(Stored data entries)
____________
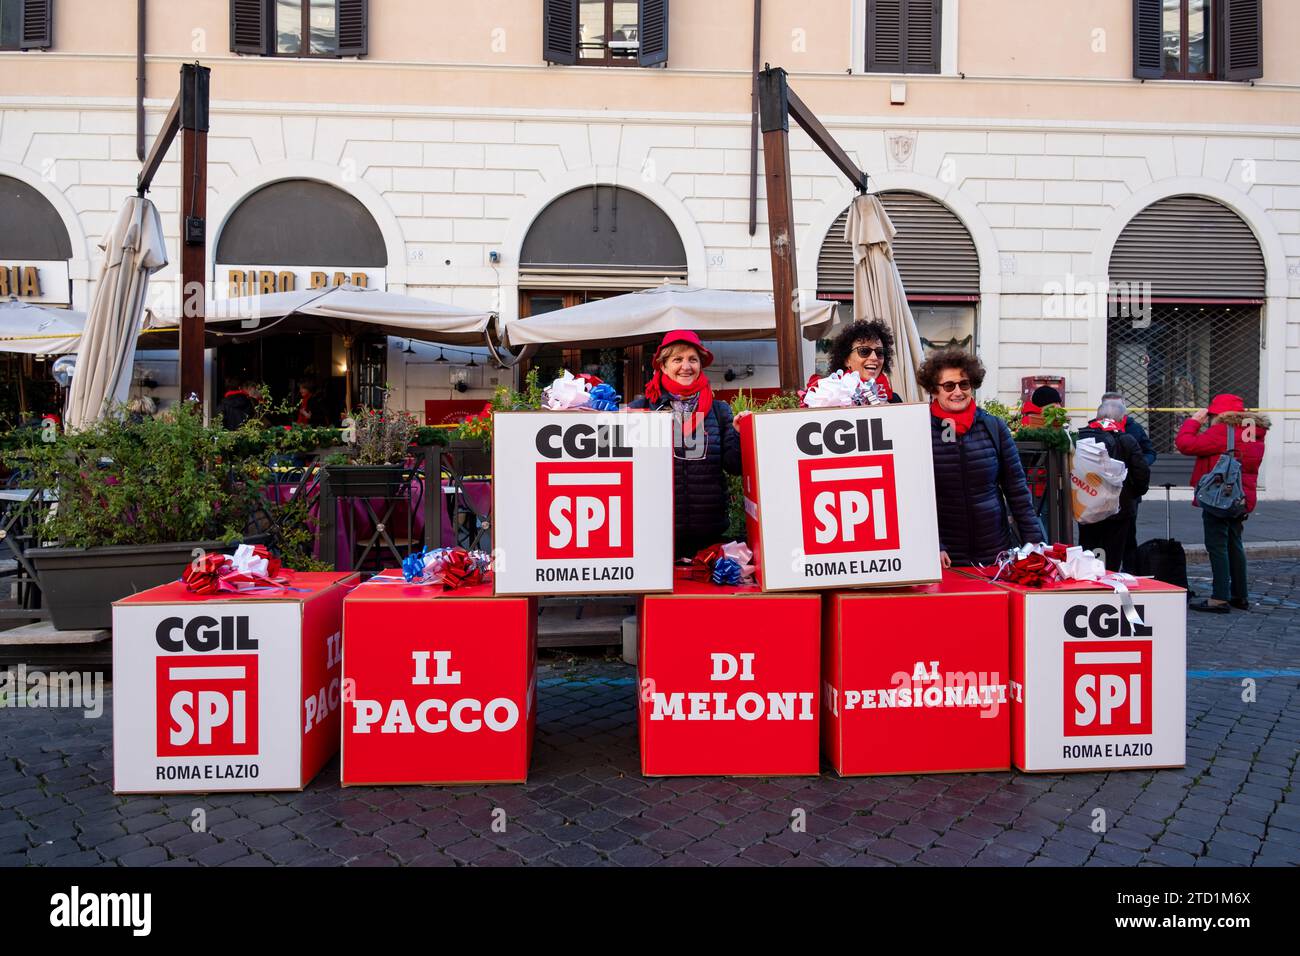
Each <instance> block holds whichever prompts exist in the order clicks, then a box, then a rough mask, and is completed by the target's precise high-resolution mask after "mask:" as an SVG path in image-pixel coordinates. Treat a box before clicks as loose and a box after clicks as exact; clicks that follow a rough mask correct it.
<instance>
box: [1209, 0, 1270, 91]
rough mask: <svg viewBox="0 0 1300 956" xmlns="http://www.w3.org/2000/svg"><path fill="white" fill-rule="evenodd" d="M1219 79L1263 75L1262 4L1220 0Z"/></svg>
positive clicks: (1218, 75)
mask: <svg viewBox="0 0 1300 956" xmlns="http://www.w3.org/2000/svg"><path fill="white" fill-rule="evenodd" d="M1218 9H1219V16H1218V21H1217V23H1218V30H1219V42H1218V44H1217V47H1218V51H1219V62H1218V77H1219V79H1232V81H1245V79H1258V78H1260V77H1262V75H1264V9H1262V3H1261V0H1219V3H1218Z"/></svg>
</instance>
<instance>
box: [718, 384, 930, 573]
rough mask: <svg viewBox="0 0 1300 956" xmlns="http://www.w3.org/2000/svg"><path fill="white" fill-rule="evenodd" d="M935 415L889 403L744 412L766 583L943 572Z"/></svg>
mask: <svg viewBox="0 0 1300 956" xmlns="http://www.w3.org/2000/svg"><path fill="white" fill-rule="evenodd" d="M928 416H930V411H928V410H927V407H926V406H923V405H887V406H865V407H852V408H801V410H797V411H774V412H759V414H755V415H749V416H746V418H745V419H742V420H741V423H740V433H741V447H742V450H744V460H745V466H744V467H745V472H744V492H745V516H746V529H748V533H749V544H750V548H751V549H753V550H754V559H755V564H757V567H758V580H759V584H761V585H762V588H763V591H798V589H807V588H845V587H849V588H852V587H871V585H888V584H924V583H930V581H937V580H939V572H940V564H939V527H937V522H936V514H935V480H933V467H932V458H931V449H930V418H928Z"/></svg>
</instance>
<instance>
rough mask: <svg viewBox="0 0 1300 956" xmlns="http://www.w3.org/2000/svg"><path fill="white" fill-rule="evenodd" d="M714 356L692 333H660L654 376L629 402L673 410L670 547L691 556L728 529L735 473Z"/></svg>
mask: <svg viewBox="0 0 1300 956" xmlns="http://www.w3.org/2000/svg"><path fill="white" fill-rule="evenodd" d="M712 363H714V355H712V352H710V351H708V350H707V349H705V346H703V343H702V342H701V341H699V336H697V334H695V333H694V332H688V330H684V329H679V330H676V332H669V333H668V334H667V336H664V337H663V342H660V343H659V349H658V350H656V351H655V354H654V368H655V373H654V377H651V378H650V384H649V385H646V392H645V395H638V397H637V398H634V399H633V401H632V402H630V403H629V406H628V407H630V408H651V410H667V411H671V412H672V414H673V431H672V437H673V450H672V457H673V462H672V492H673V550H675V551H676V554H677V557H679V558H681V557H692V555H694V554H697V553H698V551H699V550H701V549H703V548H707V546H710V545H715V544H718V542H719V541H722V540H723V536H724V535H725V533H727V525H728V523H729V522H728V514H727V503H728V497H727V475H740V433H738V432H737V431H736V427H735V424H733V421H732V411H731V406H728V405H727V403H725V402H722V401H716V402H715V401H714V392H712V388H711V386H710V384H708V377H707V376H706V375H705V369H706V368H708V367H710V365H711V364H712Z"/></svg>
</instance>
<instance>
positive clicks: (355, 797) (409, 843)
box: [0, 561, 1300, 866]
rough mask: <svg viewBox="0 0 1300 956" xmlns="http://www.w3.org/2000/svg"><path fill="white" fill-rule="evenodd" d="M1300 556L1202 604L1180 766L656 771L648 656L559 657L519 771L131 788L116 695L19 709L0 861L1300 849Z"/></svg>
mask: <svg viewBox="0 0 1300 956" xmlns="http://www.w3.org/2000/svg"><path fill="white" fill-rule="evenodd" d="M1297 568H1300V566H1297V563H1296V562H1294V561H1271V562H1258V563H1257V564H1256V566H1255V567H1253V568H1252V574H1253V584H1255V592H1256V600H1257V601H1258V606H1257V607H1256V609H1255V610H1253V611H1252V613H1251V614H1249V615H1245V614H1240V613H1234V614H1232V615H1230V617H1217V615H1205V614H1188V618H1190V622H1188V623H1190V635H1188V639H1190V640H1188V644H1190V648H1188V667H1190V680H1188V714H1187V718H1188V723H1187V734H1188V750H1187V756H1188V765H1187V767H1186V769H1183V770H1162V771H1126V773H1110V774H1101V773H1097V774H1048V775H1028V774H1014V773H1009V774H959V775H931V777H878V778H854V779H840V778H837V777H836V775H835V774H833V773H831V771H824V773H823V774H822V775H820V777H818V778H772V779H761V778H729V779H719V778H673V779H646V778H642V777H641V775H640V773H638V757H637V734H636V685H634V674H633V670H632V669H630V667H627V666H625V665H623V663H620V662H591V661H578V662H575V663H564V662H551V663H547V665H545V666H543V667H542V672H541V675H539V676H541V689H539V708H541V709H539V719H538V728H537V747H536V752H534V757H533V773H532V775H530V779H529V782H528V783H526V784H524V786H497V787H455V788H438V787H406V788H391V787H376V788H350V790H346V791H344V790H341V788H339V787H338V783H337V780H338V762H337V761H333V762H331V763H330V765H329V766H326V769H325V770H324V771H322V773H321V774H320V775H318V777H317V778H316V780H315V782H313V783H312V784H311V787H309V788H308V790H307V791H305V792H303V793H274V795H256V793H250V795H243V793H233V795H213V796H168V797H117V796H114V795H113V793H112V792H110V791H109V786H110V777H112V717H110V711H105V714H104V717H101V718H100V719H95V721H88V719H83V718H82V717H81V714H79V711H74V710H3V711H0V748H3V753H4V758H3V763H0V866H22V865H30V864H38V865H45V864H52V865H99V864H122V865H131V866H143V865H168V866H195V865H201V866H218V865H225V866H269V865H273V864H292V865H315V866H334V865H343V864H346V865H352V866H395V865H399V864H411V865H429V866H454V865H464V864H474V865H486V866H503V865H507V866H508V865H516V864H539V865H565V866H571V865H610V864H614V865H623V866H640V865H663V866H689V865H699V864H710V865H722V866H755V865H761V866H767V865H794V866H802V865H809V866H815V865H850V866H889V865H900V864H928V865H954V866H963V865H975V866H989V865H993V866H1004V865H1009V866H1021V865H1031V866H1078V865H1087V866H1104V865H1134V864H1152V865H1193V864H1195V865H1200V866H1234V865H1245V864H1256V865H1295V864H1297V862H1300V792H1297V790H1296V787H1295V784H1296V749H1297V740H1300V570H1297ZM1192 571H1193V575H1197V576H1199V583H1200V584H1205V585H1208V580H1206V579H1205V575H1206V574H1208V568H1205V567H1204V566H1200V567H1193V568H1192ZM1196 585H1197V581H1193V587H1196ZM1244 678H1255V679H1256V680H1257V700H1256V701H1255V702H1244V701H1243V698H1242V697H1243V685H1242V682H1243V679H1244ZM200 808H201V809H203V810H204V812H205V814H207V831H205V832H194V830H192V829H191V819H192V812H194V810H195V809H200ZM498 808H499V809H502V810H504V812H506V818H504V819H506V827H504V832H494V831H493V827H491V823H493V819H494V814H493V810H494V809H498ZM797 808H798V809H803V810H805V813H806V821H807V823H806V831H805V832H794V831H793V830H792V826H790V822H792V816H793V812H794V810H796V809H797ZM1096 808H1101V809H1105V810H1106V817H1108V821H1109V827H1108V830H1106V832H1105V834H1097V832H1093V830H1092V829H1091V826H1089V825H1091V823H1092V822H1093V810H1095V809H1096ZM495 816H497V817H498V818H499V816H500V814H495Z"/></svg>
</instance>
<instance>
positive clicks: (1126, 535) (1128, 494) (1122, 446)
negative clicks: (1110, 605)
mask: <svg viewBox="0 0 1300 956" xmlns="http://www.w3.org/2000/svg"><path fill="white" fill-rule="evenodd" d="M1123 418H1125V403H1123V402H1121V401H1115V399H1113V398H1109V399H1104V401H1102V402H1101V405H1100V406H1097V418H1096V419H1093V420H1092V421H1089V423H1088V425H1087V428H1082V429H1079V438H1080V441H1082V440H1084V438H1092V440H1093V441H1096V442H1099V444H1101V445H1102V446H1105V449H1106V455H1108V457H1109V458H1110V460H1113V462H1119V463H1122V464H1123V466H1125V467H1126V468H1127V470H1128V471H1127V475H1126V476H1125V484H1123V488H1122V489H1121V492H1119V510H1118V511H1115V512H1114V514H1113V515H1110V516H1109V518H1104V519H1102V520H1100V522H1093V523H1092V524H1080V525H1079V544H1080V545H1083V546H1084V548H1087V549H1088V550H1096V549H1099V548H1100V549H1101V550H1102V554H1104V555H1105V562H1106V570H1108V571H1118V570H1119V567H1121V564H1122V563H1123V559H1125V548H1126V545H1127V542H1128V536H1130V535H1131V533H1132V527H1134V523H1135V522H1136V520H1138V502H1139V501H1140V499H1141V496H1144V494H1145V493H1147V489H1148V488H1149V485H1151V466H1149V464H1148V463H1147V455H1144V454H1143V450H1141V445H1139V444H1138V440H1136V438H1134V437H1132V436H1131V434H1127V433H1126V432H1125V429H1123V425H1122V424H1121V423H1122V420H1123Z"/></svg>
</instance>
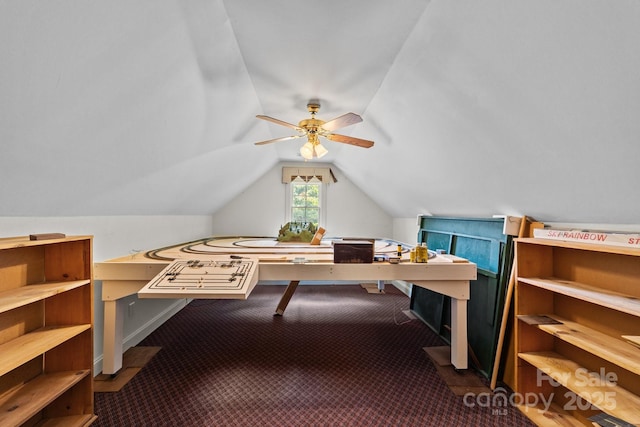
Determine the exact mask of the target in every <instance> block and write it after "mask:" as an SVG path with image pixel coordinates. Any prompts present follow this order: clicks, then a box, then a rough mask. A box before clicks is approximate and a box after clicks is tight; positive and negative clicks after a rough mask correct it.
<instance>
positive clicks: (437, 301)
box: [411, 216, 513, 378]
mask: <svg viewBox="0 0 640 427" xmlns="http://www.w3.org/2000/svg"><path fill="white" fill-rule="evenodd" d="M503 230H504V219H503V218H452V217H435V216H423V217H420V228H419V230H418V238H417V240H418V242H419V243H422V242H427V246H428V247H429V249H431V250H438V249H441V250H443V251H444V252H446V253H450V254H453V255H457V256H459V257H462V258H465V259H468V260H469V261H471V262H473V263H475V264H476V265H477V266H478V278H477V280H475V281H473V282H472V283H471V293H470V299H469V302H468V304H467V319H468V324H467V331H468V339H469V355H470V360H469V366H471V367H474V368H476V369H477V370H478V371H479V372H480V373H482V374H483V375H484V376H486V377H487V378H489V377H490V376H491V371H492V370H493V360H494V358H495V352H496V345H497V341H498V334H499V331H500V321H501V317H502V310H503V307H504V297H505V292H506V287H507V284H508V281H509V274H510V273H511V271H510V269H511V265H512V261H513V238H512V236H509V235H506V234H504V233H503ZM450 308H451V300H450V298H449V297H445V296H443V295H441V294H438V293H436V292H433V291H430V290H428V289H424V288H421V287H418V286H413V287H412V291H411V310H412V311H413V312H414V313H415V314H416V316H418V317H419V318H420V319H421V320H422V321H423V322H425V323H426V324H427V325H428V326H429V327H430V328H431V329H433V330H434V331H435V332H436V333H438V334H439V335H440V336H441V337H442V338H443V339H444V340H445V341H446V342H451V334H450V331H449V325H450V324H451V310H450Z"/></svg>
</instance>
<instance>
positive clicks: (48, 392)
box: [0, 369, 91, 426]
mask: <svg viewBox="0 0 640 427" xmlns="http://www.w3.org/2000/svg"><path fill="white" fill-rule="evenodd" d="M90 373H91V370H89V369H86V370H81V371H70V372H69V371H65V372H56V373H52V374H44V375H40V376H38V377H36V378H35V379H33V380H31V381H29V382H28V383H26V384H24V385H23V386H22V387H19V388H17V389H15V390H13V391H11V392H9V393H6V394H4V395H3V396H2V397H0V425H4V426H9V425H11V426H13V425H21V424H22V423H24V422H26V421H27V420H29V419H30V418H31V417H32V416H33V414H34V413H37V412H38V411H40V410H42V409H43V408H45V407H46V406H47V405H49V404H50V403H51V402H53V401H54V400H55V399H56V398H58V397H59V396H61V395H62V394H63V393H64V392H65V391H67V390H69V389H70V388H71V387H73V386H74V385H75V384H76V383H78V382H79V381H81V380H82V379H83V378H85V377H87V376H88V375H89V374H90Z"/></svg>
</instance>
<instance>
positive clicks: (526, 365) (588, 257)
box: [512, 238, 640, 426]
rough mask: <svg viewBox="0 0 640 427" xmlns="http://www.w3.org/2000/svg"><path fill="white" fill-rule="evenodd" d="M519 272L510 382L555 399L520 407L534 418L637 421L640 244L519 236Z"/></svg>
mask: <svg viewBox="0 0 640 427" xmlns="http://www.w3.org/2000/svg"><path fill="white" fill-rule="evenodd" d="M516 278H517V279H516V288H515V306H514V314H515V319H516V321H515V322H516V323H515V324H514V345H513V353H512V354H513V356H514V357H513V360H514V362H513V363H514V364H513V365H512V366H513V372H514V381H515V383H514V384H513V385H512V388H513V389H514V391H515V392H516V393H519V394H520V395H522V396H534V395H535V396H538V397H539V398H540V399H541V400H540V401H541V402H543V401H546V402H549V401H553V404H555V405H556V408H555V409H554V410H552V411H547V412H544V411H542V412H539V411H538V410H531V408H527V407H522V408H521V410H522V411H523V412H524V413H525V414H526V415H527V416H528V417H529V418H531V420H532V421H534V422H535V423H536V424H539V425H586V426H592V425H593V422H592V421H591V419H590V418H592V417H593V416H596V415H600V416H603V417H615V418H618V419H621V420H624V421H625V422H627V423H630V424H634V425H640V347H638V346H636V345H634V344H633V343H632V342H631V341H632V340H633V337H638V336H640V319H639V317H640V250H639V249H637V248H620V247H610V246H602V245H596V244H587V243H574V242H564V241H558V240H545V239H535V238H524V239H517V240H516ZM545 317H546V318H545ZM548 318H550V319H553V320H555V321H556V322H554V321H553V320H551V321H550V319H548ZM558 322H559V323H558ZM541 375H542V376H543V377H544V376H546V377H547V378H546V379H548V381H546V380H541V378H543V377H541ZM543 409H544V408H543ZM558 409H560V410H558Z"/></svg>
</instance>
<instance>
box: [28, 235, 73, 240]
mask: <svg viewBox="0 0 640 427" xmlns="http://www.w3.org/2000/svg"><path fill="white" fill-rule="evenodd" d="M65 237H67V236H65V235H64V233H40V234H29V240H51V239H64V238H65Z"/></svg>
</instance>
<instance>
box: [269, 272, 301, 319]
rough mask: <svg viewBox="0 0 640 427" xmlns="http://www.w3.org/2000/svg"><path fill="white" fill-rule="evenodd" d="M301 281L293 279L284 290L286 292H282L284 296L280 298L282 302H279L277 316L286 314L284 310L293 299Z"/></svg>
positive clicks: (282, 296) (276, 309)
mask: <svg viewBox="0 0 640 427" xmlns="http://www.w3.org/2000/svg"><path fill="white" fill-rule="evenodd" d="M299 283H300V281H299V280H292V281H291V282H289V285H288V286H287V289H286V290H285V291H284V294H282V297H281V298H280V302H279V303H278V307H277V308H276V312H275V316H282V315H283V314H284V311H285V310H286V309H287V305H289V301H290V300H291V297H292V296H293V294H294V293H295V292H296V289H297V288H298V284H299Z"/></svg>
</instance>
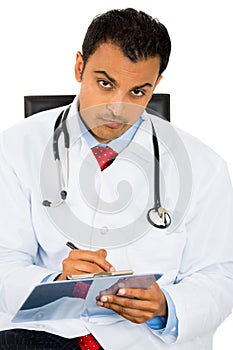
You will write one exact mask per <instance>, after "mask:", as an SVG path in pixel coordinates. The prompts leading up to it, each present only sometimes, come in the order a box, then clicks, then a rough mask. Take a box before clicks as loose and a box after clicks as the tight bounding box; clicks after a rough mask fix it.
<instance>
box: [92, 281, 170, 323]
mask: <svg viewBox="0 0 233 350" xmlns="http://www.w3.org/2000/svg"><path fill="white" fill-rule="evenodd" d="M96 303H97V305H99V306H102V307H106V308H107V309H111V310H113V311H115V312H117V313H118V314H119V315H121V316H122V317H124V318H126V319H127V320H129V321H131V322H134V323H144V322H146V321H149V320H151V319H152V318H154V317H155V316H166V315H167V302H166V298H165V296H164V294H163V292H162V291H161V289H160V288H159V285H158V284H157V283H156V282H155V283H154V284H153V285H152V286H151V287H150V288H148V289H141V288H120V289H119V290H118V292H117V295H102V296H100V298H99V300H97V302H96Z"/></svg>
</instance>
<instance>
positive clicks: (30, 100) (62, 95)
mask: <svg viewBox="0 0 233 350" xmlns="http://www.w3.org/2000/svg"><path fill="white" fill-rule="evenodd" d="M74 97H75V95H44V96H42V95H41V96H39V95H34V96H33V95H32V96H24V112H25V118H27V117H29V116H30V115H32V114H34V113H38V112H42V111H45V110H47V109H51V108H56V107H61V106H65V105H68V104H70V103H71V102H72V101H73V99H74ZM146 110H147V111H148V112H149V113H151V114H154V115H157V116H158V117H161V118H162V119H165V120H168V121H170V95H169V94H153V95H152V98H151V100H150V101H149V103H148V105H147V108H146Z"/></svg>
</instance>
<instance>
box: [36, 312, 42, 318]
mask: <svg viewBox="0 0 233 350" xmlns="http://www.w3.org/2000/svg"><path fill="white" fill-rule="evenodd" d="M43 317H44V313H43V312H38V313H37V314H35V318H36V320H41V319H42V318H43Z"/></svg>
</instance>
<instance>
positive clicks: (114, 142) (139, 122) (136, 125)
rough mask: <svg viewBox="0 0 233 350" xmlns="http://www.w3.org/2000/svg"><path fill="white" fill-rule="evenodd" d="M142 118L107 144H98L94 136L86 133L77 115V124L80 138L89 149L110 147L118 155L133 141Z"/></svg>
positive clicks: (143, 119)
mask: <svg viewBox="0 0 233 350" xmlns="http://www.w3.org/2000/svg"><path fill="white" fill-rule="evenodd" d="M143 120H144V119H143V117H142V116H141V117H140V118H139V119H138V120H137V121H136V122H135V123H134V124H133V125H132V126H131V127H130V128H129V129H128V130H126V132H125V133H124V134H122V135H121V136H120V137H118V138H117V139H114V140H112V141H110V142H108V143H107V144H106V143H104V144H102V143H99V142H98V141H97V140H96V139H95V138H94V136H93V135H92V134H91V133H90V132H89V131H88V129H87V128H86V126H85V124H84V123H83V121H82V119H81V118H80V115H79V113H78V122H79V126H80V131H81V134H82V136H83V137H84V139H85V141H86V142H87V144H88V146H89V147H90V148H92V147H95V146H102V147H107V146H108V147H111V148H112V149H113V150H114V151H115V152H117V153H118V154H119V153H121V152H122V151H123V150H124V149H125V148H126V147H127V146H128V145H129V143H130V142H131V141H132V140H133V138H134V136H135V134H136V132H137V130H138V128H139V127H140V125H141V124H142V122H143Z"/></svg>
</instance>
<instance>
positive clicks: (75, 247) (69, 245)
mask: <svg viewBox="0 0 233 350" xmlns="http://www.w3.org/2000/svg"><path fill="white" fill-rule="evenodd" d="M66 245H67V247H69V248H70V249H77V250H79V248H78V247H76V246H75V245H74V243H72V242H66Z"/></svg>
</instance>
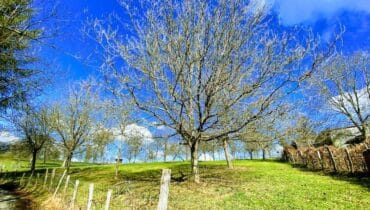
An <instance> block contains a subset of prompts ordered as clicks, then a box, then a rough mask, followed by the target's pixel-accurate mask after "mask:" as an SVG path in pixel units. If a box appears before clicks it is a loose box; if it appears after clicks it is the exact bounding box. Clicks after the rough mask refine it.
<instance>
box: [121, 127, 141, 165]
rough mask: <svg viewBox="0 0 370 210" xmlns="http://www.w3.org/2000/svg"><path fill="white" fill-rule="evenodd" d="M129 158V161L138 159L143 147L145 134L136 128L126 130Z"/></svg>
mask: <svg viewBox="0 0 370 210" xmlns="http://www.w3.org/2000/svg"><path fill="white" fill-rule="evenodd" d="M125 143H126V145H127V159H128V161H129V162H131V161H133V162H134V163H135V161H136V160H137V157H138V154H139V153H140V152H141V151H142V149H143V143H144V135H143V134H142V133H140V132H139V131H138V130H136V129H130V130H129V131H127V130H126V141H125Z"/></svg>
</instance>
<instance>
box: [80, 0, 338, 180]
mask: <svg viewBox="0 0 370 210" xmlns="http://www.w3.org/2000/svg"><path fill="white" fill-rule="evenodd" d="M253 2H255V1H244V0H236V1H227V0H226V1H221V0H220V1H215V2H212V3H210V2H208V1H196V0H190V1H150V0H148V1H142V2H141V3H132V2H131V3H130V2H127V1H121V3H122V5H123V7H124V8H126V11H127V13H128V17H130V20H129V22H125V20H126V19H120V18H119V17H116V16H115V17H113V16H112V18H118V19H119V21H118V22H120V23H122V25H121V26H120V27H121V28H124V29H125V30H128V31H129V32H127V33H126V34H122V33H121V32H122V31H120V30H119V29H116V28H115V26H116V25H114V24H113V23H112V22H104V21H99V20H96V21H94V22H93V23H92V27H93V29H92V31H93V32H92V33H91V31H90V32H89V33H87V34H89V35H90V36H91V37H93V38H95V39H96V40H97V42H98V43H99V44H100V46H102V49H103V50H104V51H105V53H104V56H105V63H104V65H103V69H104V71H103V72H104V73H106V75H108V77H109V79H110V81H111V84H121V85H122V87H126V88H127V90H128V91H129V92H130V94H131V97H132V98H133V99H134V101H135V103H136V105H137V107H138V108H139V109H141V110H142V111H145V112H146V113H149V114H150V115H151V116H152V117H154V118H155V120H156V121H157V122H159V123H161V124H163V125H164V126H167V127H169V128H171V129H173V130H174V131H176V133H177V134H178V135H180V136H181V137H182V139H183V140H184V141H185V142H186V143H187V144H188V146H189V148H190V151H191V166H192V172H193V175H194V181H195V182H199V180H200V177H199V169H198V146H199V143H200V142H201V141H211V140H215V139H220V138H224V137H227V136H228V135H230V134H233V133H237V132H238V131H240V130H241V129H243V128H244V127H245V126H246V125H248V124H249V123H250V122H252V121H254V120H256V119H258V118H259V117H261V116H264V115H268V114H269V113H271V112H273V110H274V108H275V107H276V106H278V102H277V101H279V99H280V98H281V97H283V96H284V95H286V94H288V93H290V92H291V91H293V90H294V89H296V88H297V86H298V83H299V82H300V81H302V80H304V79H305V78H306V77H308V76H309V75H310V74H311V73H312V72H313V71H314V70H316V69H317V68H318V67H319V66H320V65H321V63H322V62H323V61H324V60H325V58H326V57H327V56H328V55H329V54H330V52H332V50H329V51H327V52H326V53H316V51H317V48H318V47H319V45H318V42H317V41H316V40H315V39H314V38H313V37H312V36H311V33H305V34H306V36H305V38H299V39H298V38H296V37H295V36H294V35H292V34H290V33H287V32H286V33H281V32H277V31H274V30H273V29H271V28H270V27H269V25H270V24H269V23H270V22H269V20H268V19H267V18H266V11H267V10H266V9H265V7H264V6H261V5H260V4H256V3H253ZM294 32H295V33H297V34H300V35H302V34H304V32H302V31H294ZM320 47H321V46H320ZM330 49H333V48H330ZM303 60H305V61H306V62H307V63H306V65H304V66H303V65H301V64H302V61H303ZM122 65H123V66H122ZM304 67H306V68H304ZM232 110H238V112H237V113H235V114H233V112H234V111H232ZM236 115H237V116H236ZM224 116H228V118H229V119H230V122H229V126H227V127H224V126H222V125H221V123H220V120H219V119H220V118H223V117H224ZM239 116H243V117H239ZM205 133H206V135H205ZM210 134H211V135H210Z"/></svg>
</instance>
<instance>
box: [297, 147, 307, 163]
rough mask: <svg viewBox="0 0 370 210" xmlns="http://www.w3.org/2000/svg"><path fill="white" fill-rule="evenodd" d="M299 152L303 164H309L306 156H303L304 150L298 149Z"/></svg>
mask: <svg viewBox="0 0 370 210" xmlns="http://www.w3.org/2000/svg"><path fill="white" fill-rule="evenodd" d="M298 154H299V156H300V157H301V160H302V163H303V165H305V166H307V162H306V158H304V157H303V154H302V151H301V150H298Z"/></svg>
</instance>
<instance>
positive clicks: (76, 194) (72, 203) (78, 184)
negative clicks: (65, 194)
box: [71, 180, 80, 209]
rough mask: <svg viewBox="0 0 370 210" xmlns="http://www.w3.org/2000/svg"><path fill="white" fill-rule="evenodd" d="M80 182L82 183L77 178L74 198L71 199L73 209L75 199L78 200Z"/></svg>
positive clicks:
____________
§ **ASSIGNED TASK**: Copy out, character for character, the stretch from the line containing "182L82 183L77 178L74" through the end of the records.

§ **RESULT**:
rough mask: <svg viewBox="0 0 370 210" xmlns="http://www.w3.org/2000/svg"><path fill="white" fill-rule="evenodd" d="M80 182L82 183L77 178L74 198L71 199L73 209L75 199L78 200Z"/></svg>
positive clicks:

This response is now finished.